SET PROBLEM: Turn every line of the items below into a JSON list of strings, with one string per line and blank lines omitted.

-- STORED ROWS start --

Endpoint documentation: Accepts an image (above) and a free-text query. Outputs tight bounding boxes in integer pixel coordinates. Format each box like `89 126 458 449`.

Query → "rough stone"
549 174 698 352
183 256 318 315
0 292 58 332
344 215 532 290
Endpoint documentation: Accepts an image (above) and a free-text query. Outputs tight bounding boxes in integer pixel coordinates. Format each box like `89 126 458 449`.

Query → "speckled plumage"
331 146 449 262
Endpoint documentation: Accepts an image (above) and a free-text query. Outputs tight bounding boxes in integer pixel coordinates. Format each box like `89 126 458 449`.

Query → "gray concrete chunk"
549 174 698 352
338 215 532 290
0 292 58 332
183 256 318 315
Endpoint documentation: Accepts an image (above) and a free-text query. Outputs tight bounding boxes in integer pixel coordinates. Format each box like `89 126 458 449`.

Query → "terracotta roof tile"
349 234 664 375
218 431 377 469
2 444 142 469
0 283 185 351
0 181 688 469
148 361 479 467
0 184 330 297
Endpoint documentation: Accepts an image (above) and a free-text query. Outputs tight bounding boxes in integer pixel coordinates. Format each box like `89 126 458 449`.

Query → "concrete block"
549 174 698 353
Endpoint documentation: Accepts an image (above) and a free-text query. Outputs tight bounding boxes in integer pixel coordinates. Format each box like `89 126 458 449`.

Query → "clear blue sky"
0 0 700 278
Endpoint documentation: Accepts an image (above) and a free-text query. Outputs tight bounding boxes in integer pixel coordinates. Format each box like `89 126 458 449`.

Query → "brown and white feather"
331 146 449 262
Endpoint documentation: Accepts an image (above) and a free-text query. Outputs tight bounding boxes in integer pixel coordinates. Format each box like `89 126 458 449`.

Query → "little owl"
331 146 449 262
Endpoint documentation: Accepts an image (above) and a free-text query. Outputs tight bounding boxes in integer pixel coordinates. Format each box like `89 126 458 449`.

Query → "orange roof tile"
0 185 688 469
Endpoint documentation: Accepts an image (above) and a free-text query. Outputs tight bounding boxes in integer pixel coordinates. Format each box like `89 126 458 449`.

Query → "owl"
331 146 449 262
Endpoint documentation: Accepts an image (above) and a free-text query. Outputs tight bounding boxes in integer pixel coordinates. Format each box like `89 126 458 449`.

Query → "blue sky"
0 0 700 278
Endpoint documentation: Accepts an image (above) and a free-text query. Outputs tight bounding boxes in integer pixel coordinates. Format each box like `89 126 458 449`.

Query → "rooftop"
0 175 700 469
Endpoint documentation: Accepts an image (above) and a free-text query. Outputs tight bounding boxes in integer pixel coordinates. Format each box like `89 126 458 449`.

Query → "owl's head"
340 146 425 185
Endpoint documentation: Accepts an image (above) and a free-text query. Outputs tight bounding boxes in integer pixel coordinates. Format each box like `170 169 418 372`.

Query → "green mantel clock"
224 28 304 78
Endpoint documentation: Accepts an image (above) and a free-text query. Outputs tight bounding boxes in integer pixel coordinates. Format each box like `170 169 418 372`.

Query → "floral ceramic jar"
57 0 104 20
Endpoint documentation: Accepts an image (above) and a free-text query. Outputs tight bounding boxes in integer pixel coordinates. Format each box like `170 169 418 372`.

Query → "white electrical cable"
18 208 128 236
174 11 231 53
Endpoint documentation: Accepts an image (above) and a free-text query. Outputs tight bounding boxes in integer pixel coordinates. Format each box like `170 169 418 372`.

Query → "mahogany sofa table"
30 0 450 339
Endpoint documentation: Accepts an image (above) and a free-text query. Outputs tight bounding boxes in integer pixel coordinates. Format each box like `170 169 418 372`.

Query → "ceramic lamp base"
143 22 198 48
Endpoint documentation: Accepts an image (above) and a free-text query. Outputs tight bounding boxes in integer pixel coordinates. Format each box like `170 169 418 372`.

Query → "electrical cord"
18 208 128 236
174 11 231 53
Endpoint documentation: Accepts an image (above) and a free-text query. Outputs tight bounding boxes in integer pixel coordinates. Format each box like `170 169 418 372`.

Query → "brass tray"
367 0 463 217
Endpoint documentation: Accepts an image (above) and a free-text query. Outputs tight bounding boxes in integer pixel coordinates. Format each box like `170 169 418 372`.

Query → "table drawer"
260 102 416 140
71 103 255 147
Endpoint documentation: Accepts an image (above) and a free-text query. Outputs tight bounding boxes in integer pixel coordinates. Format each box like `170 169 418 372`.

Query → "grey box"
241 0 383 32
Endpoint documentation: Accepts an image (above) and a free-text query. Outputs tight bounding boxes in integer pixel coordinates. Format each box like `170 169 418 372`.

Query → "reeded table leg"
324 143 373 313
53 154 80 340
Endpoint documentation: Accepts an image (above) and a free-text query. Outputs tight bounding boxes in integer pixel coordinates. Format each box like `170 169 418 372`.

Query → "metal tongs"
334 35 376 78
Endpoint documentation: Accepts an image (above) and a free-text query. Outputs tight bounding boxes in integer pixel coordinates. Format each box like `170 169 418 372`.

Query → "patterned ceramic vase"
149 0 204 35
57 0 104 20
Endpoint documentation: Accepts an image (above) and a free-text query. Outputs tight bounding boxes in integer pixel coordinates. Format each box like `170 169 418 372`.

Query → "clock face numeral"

-- STORED ROWS end --

RIGHT ANSWER:
[
  "Endpoint documentation: Accepts an image (above) and a free-text query. Outputs tight bounding boxes in integer pixel coordinates. Format each box like `89 126 458 449`.",
  "Query → \"rough stone\"",
  "549 174 698 352",
  "183 256 318 315",
  "0 292 58 332",
  "344 215 532 290",
  "Endpoint documentation: Accepts an image (above) and a free-text query. Outputs tight bounding boxes in integer pixel coordinates. Format each box like `89 126 458 449`.",
  "Query → \"speckled plumage\"",
  "331 146 449 262",
  "Endpoint documentation: Accepts an image (above) and a free-text query. Outputs tight bounding boxes in integer pixel coordinates. Format each box like `89 126 458 449`.",
  "Query → \"gray concrete chunk\"",
  "549 174 698 352",
  "338 215 532 290",
  "0 292 58 332",
  "183 256 318 315",
  "Endpoint documentation: Accepts an image (above) and a free-text query. Outputs tight bounding boxes in integer pixel coordinates. Format each box like `89 126 458 449`.",
  "Query → \"terracotta roof tile\"",
  "349 234 664 375",
  "218 431 377 469",
  "2 444 142 469",
  "0 283 185 351",
  "0 181 688 469",
  "148 361 479 467",
  "0 184 330 297",
  "Endpoint documentation: Accepts an image (above) and a free-text query. Outputs tight bounding boxes in integer pixel coordinates. Format each box like `89 126 458 449`.",
  "Query → \"concrete block\"",
  "549 174 698 353",
  "Endpoint documentation: Accepts an image (above) and a free-text query. Outputs tight bounding boxes in integer pixel coordinates. Format each box like `89 126 458 449`.",
  "Query → \"clear blue sky\"",
  "0 0 700 278",
  "Endpoint documentation: Accepts an image (above) and a free-text query. Outputs tight bounding boxes in integer pixel coordinates. Format each box like `89 126 458 449`.",
  "Query → \"brown and white feather\"",
  "331 146 449 262",
  "Endpoint documentation: Accepts an image (above) and a free-text query. Outputs tight bounding boxes in integer pixel coordinates. Format each box like `89 126 458 449`.",
  "Query → \"little owl\"",
  "331 146 449 262",
  "Endpoint documentation: Accepts an image (above) and a free-text query. Outputs tight bounding boxes in integer pixel coordinates. Format each box like `89 126 458 449`.",
  "Query → \"orange roof tile\"",
  "0 185 688 469",
  "Endpoint documentation: Accepts an image (above) and a free-text query. Outputs tight bounding boxes in integer pixel coordinates. Format each box like `89 126 458 449`.",
  "Query → \"owl\"",
  "331 146 449 262",
  "Endpoint documentation: Accepts an image (above) and a free-text query. Outputs tight bounding boxes in integer pixel coordinates. Format each box like `89 126 458 449`.",
  "Query → \"blue sky\"",
  "0 0 700 278",
  "Endpoint documentation: Accepts an image (above) and a free-text query. Outputs tight bounding boxes in integer pixel coordinates. Format each box like `89 126 458 449`.",
  "Query → \"rooftop\"",
  "0 175 700 469",
  "Endpoint documentation: Accepts an image (above) and a free-text query. Outputs tight bounding boxes in integer pixel coordinates. Format each box like `89 126 458 449`.",
  "Query → \"owl's head\"",
  "340 146 425 185",
  "Endpoint documentation: Accepts an image (above) and a free-text query. Outputs tight bounding boxes in integer pixel coordinates. Format each box like `170 169 418 372`.",
  "Query → \"green mantel clock\"",
  "224 28 304 78",
  "Endpoint documentation: Accepts an image (above) and a free-text query. Outputs tight bounding boxes in integer pixel coordinates. Format each box like `170 169 418 372`.",
  "Query → \"floral ceramic jar\"",
  "57 0 104 20",
  "Endpoint documentation: Accepts an image (above) and a free-text query. Outputs tight bounding boxes in integer pixel coordinates. Format each box like `170 169 418 372`.",
  "Query → \"white electrical cable\"",
  "18 208 128 236",
  "174 11 231 53",
  "Endpoint documentation: Accepts an image (above) and a free-text query. Outputs tight bounding boxes in integer pixel coordinates. Format each box like `170 169 418 372`.",
  "Query → \"mahogany sofa table\"",
  "30 0 450 339",
  "Endpoint documentation: Accepts an image (above) and a free-text query. Outputs tight bounding boxes in integer pixel coordinates. Format each box like `170 169 418 372`.",
  "Query → \"ceramic lamp base\"",
  "143 22 198 48",
  "Endpoint documentation: Accepts an image (above) and a free-text query. Outputs tight bounding boxes in integer pixel coordinates. Format each box like `170 169 418 372`.",
  "Query → \"electrical cord\"",
  "18 208 128 236",
  "174 11 231 53",
  "Endpoint documentation: Accepts an image (above) and a free-text query. Outputs tight bounding boxes in integer pixel coordinates. Format each box like `170 169 418 372`.",
  "Query → \"brass tray\"",
  "367 0 463 217",
  "Endpoint documentation: Accepts an image (above) and a free-text query. Outputs tight bounding boxes in integer pixel coordinates. Format each box like `170 169 418 372`.",
  "Query → \"table drawer\"",
  "260 102 416 140",
  "71 103 255 147",
  "Endpoint documentation: Accepts an image (above) and a free-text query. Outputs tight bounding boxes in integer pixel coordinates. Format each box like `170 169 418 372`.",
  "Query → \"grey box\"",
  "241 0 383 32",
  "Endpoint documentation: Accepts an image (above) and a free-text query. Outputs tight bounding boxes in integer pixel coordinates. Format each box like `170 169 418 372`.",
  "Query → \"reeded table leg\"",
  "324 143 373 313",
  "53 154 80 340",
  "Endpoint documentation: Accepts an image (above) and a free-text query. Outputs tight bounding boxes in integer pixel coordinates. Format each box like `170 169 418 372`.",
  "Query → \"metal tongs\"",
  "334 35 376 78",
  "Endpoint documentation: Accepts an image (above) and a free-text query. Outputs tight bounding boxes in integer pixel coordinates. Format each box like `170 169 418 372`.",
  "Query → \"patterned ceramic vase\"",
  "149 0 204 35",
  "57 0 104 20",
  "Endpoint documentation: Accepts an image (above) and a free-text query. Outputs tight bounding boxes in integer pixel coordinates. Format each box like `170 169 418 372`.",
  "Query → \"clock face numeral\""
]